● SUPPLIED TEXT
= = = = =

Those opposed to the coup and the arrests of activists and politicians have also been gathering at night at windows and on balconies around Yangon to make a cacophony of noise in protest by banging on pots and pans.

The action was not limited to aggrieved citizens on the street. On Friday, nearly 300 elected lawmakers from Aung San Suu Kyi’s National League for Democracy party who met in an online meeting declared themselves as the sole legitimate representatives of the people and asked for international recognition as the country’s government.

They were supposed to have taken their seats Monday in a new session of Parliament following November elections when the military announced it was taking power for a year.

The military accused Suu Kyi and her party of failing to act on its complaints that last November’s election was marred by fraud, though the election commission said it had no found no evidence to support the claims.

Suu Kyi and President Win Myint are also under house arrest and have been charged with minor offenses, seen by many as merely providing a legal veneer for their detention.

In addition to the 134 officials and lawmakers who were detained in the coup, some 18 independent activists were also held, said the Assistance Association for Political Prisoners in Myanmar, which added that some have been released.

= = = = =

● RECORD EXTRACTS
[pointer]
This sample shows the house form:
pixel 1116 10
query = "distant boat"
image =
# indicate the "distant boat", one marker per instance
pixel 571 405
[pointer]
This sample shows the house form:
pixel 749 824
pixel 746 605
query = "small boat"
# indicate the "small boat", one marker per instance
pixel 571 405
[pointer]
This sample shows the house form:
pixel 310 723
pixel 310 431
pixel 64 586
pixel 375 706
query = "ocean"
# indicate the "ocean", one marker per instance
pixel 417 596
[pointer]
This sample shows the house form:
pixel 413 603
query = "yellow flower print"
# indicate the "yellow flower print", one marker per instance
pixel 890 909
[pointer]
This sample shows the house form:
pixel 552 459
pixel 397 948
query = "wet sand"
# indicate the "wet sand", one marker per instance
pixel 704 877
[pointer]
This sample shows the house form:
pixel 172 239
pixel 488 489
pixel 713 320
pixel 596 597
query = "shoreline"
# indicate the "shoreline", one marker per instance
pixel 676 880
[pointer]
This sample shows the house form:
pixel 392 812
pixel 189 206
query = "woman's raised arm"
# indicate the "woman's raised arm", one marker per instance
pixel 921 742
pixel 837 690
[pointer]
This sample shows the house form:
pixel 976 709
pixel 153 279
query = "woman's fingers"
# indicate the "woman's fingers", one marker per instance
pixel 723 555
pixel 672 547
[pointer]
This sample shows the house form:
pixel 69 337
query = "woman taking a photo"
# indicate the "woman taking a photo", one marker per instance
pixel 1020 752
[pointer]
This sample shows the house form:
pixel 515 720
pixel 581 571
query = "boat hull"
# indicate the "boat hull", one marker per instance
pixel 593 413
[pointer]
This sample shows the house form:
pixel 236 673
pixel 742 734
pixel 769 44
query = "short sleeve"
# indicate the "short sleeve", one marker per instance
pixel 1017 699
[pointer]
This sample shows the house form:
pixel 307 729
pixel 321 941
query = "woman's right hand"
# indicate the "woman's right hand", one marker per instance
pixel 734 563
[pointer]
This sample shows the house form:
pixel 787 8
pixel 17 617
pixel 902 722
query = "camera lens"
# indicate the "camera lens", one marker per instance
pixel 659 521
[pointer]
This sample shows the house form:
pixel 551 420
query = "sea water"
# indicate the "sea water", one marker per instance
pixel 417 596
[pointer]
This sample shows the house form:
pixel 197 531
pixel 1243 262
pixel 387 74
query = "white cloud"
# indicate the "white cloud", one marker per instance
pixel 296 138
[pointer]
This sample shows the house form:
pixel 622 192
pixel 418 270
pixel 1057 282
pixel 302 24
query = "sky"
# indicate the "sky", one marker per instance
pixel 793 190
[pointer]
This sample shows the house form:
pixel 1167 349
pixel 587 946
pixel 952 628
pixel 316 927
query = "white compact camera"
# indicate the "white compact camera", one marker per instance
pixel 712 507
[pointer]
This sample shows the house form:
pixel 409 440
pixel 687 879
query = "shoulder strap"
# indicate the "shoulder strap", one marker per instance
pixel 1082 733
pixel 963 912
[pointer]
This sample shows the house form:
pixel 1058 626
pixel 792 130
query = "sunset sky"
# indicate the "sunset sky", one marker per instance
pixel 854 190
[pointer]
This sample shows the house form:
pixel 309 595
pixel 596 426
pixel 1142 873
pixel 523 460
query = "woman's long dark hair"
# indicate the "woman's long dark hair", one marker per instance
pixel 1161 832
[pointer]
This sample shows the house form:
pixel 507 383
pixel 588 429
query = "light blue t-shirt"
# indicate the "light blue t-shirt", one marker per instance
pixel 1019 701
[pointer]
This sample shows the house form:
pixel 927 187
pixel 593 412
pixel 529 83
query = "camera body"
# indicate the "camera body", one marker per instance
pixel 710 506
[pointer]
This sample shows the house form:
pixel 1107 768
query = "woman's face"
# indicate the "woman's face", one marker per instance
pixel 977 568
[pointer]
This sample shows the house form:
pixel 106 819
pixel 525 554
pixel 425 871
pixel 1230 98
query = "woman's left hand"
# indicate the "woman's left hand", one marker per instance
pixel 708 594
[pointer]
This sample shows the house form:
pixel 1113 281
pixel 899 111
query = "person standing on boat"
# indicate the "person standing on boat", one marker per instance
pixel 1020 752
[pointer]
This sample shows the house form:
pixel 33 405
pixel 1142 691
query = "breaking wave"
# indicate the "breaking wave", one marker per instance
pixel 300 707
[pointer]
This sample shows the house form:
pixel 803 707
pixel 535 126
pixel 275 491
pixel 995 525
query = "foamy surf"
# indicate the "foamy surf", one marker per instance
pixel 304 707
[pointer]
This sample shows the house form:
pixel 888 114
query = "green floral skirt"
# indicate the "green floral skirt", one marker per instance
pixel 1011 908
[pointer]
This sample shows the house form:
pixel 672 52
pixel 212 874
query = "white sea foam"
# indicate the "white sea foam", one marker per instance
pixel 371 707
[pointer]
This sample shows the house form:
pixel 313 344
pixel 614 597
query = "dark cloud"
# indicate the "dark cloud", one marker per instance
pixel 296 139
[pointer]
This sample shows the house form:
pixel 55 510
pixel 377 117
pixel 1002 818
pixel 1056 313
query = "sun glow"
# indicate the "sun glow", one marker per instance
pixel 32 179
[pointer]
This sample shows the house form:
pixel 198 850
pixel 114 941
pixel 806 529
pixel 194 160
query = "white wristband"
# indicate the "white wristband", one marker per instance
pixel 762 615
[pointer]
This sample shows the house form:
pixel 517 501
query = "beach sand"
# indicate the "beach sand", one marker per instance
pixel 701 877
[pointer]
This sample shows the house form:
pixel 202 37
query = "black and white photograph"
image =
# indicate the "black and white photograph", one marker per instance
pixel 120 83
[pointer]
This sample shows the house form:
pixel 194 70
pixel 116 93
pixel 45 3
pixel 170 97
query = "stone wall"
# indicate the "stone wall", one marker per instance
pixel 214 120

= = = = =

Extend the report on the Myanmar coup protests past its last sentence. These records come from a separate source.

The office of Australia’s foreign minister said in a statement Saturday that the government was “deeply concerned about reports of Australian and other foreign nationals being detained arbitrarily in Myanmar.”

The statement said the government was concerned in particular about one Australian who was detained at a police station. The statement did not provide details on the identities of those being held or the reasons for their detention.

In New York, U.N. Secretary-General Antonio Guterres pledged Friday that the United Nations will do everything it can to unite the international community and create conditions for the military coup in Myanmar to be reversed.

Guterres said Christine Schraner Burgener, the U.N. special envoy for Myanmar, had a first contact with the military since the coup and expressed the U.N.’s strong opposition to the takeover.